FRAGMENTO DEL TEXTO:
————————

La cafetería es enorme, a quién puede extrañar. Nos encontramos en Bilbao, donde ostentan el récord mundial a la mayor lata de sardinas expuesta en exteriores ─lo llaman museo de arte contemporáneo, para darse importancia─ escoltada por un gigantesco cachorrito vegetal que algún día cobrará vida ─por una lluvia radiactiva─ y sembrará el caos en la ciudad, a lo Godzilla, derribando edificios, pisoteando peatones y vehículos. ¡Todo a lo grande!, Bilbao Experience.
Centrémonos, que los nervios disparan el nivel de tontuna.
Observo más gentío de lo esperado, muchos más participantes.
Decenas. Nos van a dar la una y las dos y las tres, como dice el bueno de
Sabina. Ignoro si es debido al consabido: ‘por el norte no se liga nada’, o
fruto de la mera casualidad. La gente se siente sola, hiperconectada con miles
de amigos internáuticos pero sola, y hay una epidemia voraz de separaciones y
divorcios, sobre todo en mi rango de edad. Qué divertido, todo.
Algo novedoso para mí: la diversidad de edades. Se han
establecido varios grupos, por no mezclar jovencitos con no tan
jóvenes. Pertenezco al grupo de veteranos de guerra, factor deprimente desde la
casilla de salida. Sin embargo, no son demasiado estrictos y se cuelan personas
de edad menor. Incluso algunos lucimos un aspecto más jovial que lo indicado
por el maldito deneí. La sensación: un batiburrillo que se les ha ido un
poco de la mano.
El amor no entiende de edades, es ciego, sordo y mudo, a
veces incluso algo estúpido.
Reservado el espacio para el evento al fondo del bar, lejos
de la barra, de la televisión y su Athletic Club, de la puerta que trae ruido y
corrientes de frío a cada rato; lejos de los parroquianos que vociferan y engullen
pintxos; lejos de los papás modernos y cuarentones con gorrita de
beisbol, destornillador en una mano ─el combinado que no la herramienta─ y
el hijo pequeño en la otra.
Se trata de mesas minúsculas, demasiado arrimadas; flota un
continuo murmullo una vez comenzado el juego. Llegan a tus oídos los cuchicheos
del binomio vecino. Difícil concentrarse en tu propia batalla amorosa. Parecemos
colegiales haciendo algún trabajo por parejas, pero todos juntos, bajo la
mirada vigilante del profe, reloj en mano. Hay risas, chascarrillos, nervios
ante el cronómetro a cero. Sobre cada mesa una velita eléctrica ─romanticismo
2. 0─,
no juguemos con fuego que bastante caliente está la cosa, es el mensaje
subliminal. Bueno, como dicen en mi pueblo: menos da una piedra, la intención
es lo que cuenta.

————————

DATOS EXTRAÍDOS:

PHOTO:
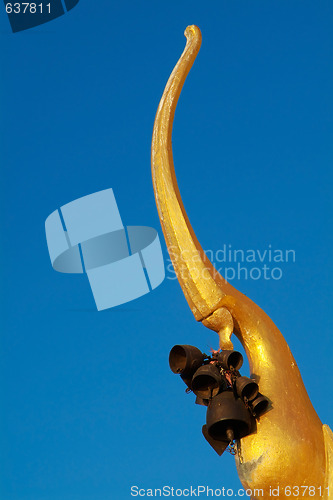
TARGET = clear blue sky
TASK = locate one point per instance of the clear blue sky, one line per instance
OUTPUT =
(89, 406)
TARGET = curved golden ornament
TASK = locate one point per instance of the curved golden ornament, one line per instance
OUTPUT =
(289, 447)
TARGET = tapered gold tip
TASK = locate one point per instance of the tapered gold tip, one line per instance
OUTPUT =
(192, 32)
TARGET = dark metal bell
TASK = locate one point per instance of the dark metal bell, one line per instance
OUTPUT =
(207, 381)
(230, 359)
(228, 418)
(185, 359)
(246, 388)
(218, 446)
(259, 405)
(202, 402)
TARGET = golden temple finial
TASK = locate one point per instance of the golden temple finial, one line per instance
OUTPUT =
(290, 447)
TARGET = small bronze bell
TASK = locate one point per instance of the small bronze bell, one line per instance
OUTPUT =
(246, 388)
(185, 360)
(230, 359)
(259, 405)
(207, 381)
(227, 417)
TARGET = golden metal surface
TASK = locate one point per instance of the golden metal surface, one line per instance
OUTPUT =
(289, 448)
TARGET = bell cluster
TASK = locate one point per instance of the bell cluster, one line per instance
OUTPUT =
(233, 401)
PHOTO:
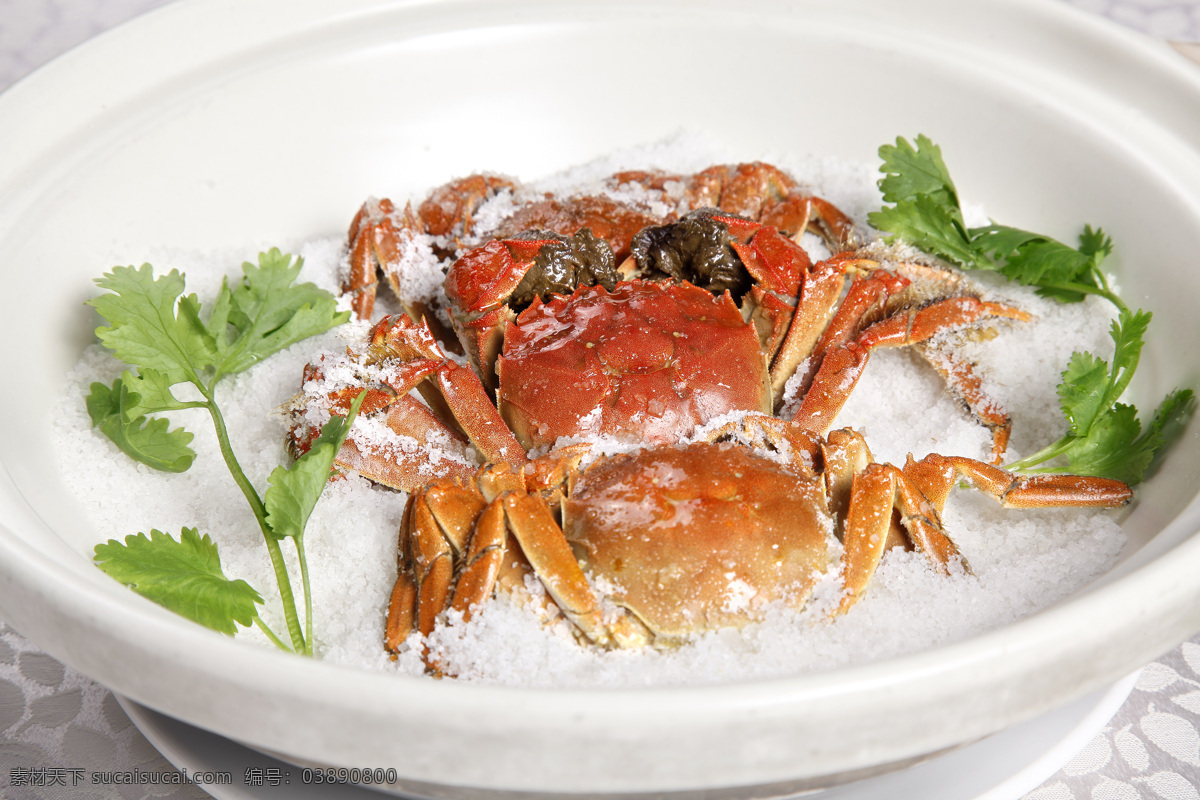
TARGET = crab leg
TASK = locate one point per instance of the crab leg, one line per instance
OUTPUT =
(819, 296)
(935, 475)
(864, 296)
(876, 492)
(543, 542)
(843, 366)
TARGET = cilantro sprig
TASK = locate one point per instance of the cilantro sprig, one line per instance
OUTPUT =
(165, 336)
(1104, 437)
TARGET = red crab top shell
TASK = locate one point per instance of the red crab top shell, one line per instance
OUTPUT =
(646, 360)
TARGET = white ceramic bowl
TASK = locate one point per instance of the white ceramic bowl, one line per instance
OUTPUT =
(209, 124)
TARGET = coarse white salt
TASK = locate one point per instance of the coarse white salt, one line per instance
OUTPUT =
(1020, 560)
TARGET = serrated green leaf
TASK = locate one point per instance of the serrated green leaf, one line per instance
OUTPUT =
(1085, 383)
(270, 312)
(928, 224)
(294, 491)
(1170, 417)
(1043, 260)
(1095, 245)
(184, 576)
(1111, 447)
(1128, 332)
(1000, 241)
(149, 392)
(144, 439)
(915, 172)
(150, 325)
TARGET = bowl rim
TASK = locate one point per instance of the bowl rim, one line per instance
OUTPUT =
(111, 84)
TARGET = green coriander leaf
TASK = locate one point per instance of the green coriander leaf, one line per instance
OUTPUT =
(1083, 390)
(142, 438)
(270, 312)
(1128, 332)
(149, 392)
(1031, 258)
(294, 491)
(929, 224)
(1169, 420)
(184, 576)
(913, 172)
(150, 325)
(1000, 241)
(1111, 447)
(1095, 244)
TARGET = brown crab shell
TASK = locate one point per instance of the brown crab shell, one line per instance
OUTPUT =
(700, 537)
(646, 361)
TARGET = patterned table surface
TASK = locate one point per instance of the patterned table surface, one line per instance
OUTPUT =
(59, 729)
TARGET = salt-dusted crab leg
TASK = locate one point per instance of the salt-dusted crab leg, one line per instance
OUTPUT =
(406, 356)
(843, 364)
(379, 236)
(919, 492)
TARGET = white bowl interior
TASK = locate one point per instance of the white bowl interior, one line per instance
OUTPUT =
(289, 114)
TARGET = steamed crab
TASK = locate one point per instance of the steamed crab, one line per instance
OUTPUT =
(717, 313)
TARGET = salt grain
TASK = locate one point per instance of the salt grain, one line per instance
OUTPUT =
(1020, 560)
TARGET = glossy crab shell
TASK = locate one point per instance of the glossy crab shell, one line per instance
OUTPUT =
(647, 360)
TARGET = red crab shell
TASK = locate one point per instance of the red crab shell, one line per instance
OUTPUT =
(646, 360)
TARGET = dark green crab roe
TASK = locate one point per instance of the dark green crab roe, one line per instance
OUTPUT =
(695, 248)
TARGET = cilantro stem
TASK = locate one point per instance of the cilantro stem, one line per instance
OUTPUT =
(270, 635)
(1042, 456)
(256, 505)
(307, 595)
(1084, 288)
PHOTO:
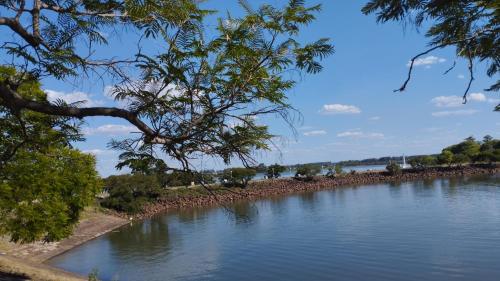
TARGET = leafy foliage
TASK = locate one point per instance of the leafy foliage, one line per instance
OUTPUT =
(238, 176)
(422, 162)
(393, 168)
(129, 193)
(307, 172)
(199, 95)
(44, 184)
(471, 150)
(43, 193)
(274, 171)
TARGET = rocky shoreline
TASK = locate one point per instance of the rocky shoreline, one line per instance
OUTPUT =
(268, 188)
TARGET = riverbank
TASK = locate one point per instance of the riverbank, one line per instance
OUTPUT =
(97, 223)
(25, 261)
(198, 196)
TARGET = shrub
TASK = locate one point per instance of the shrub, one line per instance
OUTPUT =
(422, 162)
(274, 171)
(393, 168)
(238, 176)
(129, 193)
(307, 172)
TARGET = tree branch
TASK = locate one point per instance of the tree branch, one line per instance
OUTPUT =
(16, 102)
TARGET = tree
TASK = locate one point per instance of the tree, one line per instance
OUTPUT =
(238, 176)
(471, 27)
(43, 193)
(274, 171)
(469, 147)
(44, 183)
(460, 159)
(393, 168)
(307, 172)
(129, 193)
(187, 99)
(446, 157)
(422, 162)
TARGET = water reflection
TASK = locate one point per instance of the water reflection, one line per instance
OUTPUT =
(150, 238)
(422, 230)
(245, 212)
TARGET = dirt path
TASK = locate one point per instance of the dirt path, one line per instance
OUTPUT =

————————

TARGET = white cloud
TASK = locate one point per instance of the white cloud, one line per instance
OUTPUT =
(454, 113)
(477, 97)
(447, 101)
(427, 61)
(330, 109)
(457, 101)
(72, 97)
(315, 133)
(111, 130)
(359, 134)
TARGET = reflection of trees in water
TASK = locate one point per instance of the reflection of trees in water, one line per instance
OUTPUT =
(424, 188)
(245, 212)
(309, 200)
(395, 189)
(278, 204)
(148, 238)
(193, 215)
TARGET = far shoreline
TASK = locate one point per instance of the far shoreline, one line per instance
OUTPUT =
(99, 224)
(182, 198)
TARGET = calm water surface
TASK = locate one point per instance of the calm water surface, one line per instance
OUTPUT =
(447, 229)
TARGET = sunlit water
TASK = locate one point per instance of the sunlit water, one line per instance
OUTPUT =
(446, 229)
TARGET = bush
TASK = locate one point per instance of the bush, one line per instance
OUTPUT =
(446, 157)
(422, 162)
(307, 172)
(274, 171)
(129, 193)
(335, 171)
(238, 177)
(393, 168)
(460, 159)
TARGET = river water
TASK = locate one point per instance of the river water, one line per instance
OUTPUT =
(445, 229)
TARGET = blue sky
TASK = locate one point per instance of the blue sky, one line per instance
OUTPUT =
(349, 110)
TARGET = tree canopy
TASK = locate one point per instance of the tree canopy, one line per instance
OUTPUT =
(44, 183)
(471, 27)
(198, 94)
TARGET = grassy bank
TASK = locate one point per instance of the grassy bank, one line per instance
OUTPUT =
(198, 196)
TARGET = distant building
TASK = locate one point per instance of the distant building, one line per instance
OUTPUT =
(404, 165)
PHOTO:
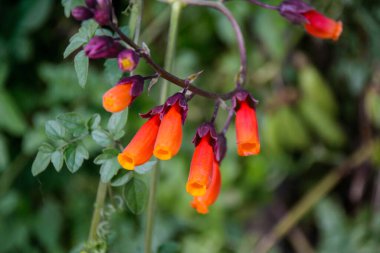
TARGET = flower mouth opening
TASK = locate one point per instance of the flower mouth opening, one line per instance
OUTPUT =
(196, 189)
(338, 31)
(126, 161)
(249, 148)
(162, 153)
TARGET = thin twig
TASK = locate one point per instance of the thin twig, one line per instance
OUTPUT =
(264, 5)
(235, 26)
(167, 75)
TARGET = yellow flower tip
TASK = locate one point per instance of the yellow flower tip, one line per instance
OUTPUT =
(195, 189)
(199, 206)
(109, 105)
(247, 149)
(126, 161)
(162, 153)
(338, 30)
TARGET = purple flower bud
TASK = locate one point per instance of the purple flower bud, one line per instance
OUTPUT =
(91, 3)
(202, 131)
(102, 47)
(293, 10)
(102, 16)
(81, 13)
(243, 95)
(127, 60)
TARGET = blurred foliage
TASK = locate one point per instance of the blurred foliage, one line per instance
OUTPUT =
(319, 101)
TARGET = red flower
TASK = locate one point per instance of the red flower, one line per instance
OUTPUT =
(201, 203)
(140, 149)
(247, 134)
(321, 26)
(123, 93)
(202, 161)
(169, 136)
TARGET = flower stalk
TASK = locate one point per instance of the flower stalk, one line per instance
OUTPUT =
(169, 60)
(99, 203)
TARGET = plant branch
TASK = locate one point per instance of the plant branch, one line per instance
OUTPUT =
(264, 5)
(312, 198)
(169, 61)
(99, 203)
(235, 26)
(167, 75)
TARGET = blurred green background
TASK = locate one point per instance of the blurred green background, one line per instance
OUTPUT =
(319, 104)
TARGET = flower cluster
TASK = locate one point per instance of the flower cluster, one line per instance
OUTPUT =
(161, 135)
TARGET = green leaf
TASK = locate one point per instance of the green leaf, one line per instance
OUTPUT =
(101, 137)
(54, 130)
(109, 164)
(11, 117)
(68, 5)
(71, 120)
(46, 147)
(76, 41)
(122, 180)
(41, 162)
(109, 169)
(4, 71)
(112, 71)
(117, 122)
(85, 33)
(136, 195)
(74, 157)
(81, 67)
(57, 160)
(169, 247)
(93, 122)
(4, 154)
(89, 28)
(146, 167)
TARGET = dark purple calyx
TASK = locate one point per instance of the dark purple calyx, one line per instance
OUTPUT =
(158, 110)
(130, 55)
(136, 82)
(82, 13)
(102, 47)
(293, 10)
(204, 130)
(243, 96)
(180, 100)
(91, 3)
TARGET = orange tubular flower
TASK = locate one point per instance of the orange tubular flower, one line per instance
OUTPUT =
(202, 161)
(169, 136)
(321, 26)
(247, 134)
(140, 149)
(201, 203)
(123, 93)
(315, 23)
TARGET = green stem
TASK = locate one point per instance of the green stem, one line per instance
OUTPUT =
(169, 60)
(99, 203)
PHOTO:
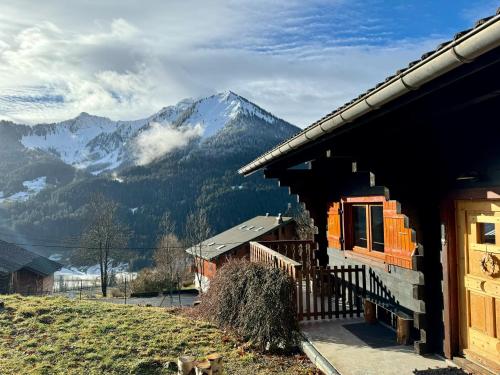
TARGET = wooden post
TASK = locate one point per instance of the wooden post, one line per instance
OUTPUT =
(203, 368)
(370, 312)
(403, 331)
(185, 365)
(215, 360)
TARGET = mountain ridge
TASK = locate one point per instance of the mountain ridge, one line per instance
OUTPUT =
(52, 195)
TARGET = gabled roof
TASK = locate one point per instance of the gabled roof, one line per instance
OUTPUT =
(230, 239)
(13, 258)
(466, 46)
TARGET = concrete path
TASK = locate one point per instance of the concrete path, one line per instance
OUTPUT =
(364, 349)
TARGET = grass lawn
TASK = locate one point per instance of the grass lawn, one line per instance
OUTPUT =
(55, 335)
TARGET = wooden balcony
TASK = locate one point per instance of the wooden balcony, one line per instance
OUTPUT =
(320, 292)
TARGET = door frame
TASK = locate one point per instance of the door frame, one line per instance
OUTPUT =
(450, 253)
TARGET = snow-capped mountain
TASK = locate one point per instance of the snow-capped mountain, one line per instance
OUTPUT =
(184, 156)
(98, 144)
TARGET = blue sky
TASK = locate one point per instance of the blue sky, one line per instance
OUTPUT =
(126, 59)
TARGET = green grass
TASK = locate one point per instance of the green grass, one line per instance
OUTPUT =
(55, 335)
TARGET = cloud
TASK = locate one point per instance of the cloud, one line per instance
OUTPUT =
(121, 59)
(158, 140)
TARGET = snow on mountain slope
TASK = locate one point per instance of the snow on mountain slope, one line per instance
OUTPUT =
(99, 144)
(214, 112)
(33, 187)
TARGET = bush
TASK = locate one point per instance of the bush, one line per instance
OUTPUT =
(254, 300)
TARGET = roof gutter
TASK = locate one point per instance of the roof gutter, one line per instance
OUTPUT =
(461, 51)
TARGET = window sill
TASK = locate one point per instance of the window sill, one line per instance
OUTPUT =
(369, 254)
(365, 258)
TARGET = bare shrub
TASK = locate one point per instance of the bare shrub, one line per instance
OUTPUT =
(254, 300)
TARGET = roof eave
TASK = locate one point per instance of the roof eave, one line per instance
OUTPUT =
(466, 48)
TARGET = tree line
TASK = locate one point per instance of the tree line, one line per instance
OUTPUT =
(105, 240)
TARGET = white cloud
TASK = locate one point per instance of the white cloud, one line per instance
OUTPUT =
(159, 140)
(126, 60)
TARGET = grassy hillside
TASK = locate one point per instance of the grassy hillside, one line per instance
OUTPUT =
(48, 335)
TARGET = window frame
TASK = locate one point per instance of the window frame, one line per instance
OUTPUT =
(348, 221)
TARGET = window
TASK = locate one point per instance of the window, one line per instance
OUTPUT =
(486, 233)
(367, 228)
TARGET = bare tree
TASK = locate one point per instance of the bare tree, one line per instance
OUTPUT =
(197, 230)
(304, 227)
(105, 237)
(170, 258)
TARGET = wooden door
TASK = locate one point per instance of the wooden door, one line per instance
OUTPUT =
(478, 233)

————————

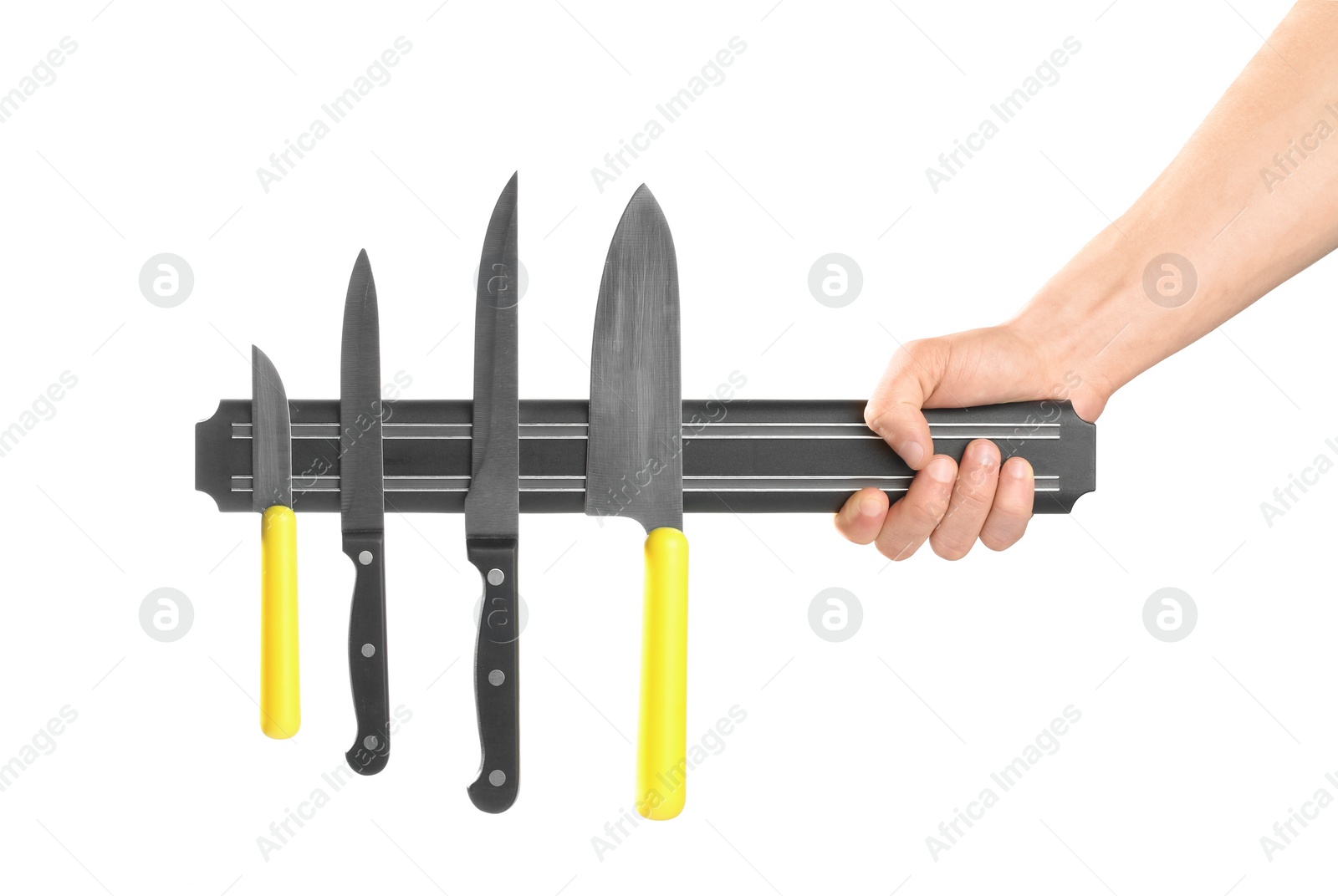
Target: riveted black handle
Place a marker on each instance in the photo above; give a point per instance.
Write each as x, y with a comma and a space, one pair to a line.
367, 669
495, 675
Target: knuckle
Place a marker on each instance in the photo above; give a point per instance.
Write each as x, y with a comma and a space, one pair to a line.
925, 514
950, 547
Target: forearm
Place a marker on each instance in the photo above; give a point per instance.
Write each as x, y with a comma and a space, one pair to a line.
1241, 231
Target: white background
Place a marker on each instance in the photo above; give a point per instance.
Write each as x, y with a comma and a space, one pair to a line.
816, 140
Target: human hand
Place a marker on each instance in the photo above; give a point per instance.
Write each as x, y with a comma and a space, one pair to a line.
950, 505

————————

QUÉ HACER:
A: Indica si cada afirmación coincide con el fragmento sobre la cafetería de Bilbao y cita las palabras que lo deciden: (i) el espacio del evento está junto a la barra del bar; (ii) se han formado varios grupos según la edad; (iii) sobre cada mesa hay una vela de cera.
B: Según el fragmento sobre la cafetería de Bilbao, ¿a qué grupo pertenece quien narra?
C: Retoma el fragmento sobre la cafetería de Bilbao justo después de su última frase.
Los registros no tienen ningún papel en esto.

RESPUESTAS:
A:
(i) No: «al fondo del bar, lejos de la barra».
(ii) Sí: «Se han establecido varios grupos, por no mezclar jovencitos con no tan jóvenes».
(iii) No: «Sobre cada mesa una velita eléctrica».

B: Al grupo de veteranos de guerra.

C:
El camarero realiza pasadas de reconocimiento para asegurarse
de que Cupido no se queda sin munición alcohólica, mientras que las flechas
pringadas de veneno amoroso corren por cuenta del querubín, son su
responsabilidad.
Hay de todo, como en botica, de uno y otro bando. Parecemos
soldados en primera fila de combate. Carne de cañón. Luchadores cuerpo a cuerpo, a
distancia de sablazo o achuchón. De todo hay: altos, bajas, gordos, flacas,
rubios (un decir, imperan la calvicie y el tono grisáceo), morenas, incluso
diviso una pelirroja que me trae gratos recuerdos escoceses.
Duelos curiosos, siempre hay uno que habla más, incluso
atropelladamente, queriendo vaciar sus cartuchos ─a quemarropa─
sobre el enemigo antes de que éste comience a disparar. Otros enfrentamientos
resultan más equiparados, ambos contendientes intercambian halagos, frases y párrafos
como quien intercambia puñaladas pasionales a distancia mortal. Se dan miradas
y desvío de ellas. Hay atrevimiento, timidez, incluso alguno roza el éxtasis o
el aburrimiento. Cupido, arco en ristre, revolotea ojo avizor, gotea el sudor
sobre su frente porque el pobre no da abasto. Semejante multitud ansiosa de
romance y yo con cuatro míseras flechas en la aljaba, piensa.
El camarero uniformado, profesional, sobrevuela entre las
filas de mesas cual águila real sobre desfiladero, todavía sorprendido por la
sed que produce la seducción.
¡Jefe, sirva una copita más, no me tenga que levantar! El
calor del amor en un bar, y todo aquello que cantaba Gabinete Caligari.
Y el tipo sale raudo de la sala para rellenar la bandeja con
jarritas de líquido ámbar cuya espuma posee una misteriosa sustancia que suelta
lenguas, calma nervios y tira de las comisuras de los labios buscando la
sonrisa del sediento ligón. Ríanse de la poción mágica que proporcionaba fuerza
sobrehumana a los galos de Astérix. El druida Panoramix, un simple aficionado.
¿Qué hago aquí?, me digo al sentarme en la cuarta silla,
contando mi vida por fascículos a desconocidas. Yo, durante toda la vida, sólo
quise descubrir el secreto azul que ocultan los ojos de la dulce Sara; llevarme
a la última rubia al asiento trasero del Cadillac; deseé que la noche se llevara
los cuadros, la cordura y la fe; soñé con ser el duende cómplice del viento que
se escapa de madrugada para colarse por tu ventana; anhelé desatar el nudo de
tu garganta, atarte a la pata de la cama, enterrarme en el horno de tus mantas.
Tan sólo quise vivir todas aquellas canciones, echar la llave de la habitación Azul
Añil del hostal y aislarnos del mundo por mil y una noches.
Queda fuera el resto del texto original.